*What you need to do*
Omit the images, then output each of the records below exactly.

*Dataset excerpts*
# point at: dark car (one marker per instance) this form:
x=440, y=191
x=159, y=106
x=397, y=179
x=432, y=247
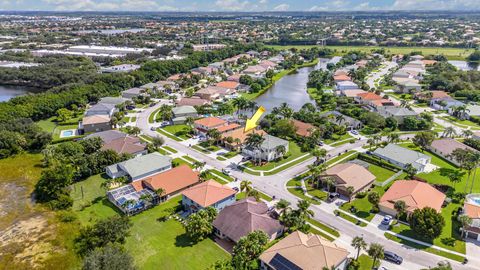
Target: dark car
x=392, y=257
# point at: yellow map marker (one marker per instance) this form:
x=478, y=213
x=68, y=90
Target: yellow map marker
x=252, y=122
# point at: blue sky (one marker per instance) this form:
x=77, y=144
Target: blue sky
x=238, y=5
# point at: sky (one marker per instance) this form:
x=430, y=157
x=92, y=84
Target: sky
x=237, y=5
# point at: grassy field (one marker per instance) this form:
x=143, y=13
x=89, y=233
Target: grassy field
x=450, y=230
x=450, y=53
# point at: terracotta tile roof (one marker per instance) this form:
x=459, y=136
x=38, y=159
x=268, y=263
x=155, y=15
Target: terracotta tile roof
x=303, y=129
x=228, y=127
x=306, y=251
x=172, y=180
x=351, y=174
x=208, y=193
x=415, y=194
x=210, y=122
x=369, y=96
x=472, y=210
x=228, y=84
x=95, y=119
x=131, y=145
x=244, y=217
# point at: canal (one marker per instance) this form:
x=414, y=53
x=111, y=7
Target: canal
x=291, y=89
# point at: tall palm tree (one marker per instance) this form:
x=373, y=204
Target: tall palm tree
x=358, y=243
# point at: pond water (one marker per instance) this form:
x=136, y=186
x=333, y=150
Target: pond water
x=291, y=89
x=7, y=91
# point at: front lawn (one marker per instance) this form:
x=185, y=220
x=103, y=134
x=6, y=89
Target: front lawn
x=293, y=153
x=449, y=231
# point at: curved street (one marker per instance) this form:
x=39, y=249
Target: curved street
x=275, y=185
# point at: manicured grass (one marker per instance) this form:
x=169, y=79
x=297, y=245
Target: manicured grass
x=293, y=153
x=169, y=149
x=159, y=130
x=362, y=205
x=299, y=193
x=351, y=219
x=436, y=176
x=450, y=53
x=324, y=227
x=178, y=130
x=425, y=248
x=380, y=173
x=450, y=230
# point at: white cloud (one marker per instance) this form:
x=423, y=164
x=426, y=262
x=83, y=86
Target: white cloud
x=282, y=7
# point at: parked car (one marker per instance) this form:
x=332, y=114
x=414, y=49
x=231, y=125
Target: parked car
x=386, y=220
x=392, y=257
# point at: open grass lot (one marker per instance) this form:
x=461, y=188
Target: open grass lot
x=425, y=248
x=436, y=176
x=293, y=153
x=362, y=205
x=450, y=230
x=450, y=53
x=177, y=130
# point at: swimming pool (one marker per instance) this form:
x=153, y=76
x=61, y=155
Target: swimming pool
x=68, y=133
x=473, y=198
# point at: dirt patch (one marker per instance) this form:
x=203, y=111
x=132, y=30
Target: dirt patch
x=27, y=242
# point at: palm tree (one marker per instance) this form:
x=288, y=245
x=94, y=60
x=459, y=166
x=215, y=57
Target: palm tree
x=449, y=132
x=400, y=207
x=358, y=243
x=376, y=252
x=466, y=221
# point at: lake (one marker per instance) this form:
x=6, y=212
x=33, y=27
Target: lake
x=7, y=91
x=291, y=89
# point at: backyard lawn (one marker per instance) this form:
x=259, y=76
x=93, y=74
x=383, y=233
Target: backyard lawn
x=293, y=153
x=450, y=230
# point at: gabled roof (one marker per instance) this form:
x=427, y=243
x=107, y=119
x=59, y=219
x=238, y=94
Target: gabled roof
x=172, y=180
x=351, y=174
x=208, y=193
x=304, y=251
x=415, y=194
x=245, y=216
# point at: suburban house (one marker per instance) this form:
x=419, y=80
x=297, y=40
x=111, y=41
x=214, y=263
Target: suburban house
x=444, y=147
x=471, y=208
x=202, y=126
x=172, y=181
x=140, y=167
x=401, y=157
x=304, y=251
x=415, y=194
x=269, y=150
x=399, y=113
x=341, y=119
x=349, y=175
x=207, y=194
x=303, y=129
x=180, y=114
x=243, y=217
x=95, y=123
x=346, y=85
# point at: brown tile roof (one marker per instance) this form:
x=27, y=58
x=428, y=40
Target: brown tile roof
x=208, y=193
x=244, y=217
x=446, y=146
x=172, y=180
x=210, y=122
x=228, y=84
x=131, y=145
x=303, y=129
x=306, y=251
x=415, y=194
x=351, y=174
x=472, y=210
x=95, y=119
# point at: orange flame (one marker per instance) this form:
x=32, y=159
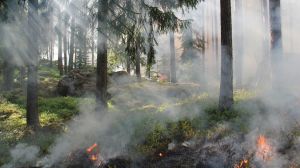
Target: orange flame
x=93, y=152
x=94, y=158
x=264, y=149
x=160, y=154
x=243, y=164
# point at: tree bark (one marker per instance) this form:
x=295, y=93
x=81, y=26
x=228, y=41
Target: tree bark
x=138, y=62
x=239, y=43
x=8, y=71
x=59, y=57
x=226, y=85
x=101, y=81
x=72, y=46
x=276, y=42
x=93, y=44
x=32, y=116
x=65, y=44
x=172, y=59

*Expected answer*
# point at: dark car (one marker per instance) this form:
x=440, y=191
x=159, y=106
x=397, y=179
x=432, y=247
Target: dark car
x=392, y=257
# point at: yellow map marker (one marker per instance) this form:
x=478, y=213
x=68, y=90
Target: yellow map marker
x=252, y=122
# point at: blue sky (one marker per instance) this form:
x=77, y=144
Target: blue sky
x=238, y=5
# point at: sky (one marker per instance) this form:
x=430, y=157
x=92, y=84
Target: sky
x=237, y=5
# point at: grassy field (one marker per instance) this form:
x=143, y=13
x=89, y=233
Target: grassy field
x=450, y=230
x=450, y=53
# point at: terracotta tile roof (one marker per instance) this form:
x=459, y=136
x=38, y=159
x=268, y=263
x=155, y=15
Target: terracotta tile roof
x=303, y=129
x=228, y=127
x=306, y=251
x=172, y=180
x=351, y=174
x=208, y=193
x=415, y=194
x=210, y=122
x=369, y=96
x=472, y=210
x=228, y=84
x=95, y=119
x=131, y=145
x=244, y=217
# point at: canal (one marker per instance) this form:
x=414, y=53
x=111, y=7
Target: canal
x=291, y=89
# point at: tall palm tree (one marker per instance) this form:
x=373, y=204
Target: tall palm tree
x=358, y=243
# point at: pond water (one marker per instance) this form:
x=136, y=186
x=333, y=150
Target: pond water
x=291, y=89
x=7, y=91
# point at: front lawn (one marker per instance) this form:
x=185, y=220
x=103, y=134
x=6, y=89
Target: front lawn
x=293, y=153
x=449, y=231
# point at: curved street (one marker per instance) this form:
x=39, y=249
Target: curved street
x=275, y=185
# point at: manicured grass (one marker per instance) this form:
x=169, y=79
x=297, y=245
Target: manicured grass
x=293, y=153
x=169, y=149
x=159, y=130
x=362, y=205
x=299, y=193
x=351, y=219
x=436, y=176
x=450, y=53
x=324, y=227
x=178, y=130
x=425, y=248
x=380, y=173
x=450, y=230
# point at: white cloud (one marker per instance) this form:
x=423, y=164
x=426, y=262
x=83, y=86
Target: white cloud
x=282, y=7
# point at: parked car (one marker per instance) this form:
x=332, y=114
x=414, y=49
x=231, y=125
Target: parked car
x=386, y=220
x=392, y=257
# point at: open grass lot (one marker per instance) this form:
x=461, y=188
Target: open grass lot
x=425, y=248
x=436, y=176
x=293, y=153
x=362, y=205
x=450, y=230
x=450, y=53
x=177, y=130
# point at: swimming pool (one marker per instance) this form:
x=153, y=76
x=61, y=155
Target: swimming pool
x=68, y=133
x=473, y=198
# point at: dirt patch (one marker per instance) this form:
x=203, y=111
x=132, y=30
Target: dirt patch
x=27, y=242
# point at: palm tree (one marker per instance) this form:
x=288, y=245
x=94, y=60
x=459, y=166
x=215, y=57
Target: palm tree
x=449, y=132
x=400, y=207
x=358, y=243
x=376, y=252
x=466, y=221
# point at: lake (one marker per instance) this form:
x=6, y=212
x=33, y=27
Target: lake
x=7, y=91
x=291, y=89
# point at: backyard lawn (one marker per instance) this form:
x=259, y=76
x=93, y=74
x=383, y=233
Target: backyard lawn
x=293, y=153
x=450, y=230
# point at: gabled roof (one marker per instance) this form:
x=427, y=243
x=107, y=119
x=59, y=219
x=238, y=94
Target: gabled roof
x=172, y=180
x=351, y=174
x=208, y=193
x=304, y=251
x=415, y=194
x=245, y=216
# point at: suburban house (one marker per instance) this form:
x=419, y=80
x=297, y=40
x=111, y=41
x=214, y=263
Target: suburban house
x=444, y=147
x=471, y=208
x=202, y=126
x=172, y=181
x=140, y=167
x=401, y=157
x=304, y=251
x=415, y=194
x=269, y=150
x=399, y=113
x=341, y=119
x=349, y=175
x=207, y=194
x=303, y=129
x=180, y=114
x=243, y=217
x=95, y=123
x=346, y=85
# point at: brown tile roof (one marker per instance) this form:
x=27, y=58
x=428, y=40
Target: brown tile roof
x=208, y=193
x=244, y=217
x=446, y=146
x=172, y=180
x=210, y=122
x=228, y=84
x=131, y=145
x=303, y=129
x=306, y=251
x=415, y=194
x=351, y=174
x=472, y=210
x=95, y=119
# point at: orange flame (one marker per instance) this form:
x=32, y=159
Target: orange flame
x=93, y=152
x=94, y=158
x=264, y=149
x=160, y=154
x=243, y=164
# point at: tree bark (one marker per instance) this form:
x=295, y=93
x=81, y=26
x=228, y=41
Target: tree bark
x=138, y=62
x=239, y=43
x=8, y=71
x=59, y=57
x=226, y=85
x=101, y=81
x=72, y=46
x=276, y=42
x=93, y=44
x=32, y=116
x=65, y=44
x=172, y=59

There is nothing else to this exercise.